Task requirements -
Your answer must be a single number: the count of lines in the entries below that hold "building".

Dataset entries
____

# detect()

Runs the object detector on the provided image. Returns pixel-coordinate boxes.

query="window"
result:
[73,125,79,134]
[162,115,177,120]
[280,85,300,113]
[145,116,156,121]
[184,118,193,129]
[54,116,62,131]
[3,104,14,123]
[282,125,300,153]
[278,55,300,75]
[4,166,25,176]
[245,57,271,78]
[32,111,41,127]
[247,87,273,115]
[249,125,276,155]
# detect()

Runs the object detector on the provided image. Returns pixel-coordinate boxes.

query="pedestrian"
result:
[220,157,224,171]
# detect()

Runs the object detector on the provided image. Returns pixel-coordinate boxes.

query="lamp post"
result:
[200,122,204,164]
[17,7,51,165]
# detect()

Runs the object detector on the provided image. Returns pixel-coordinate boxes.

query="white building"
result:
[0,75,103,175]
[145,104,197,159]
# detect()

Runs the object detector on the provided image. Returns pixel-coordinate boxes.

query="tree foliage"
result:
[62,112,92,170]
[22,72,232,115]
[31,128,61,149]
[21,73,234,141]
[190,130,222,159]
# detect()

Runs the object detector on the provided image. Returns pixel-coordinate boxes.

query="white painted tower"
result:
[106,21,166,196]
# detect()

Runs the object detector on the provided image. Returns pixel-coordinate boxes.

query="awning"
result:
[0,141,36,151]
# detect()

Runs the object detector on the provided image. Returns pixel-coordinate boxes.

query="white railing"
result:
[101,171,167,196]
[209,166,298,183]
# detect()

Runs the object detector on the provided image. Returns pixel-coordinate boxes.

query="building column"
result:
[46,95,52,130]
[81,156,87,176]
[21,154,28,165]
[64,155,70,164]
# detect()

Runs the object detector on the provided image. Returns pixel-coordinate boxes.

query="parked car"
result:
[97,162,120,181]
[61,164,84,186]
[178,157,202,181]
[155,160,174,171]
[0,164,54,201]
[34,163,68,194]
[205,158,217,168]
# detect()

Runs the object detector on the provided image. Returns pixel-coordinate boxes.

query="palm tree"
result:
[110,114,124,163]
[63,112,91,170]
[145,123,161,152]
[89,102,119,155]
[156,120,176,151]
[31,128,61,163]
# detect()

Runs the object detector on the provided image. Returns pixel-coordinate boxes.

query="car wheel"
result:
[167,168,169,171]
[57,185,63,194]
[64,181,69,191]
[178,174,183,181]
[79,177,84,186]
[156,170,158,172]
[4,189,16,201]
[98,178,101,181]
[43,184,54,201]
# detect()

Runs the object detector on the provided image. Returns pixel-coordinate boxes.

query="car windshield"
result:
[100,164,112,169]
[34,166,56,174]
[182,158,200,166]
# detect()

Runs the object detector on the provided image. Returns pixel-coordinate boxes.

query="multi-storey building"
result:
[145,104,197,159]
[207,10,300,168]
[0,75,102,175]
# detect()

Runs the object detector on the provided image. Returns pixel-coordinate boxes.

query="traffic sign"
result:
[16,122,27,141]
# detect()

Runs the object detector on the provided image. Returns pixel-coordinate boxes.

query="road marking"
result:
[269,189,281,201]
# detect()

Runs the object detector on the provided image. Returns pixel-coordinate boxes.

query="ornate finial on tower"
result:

____

Task output -
3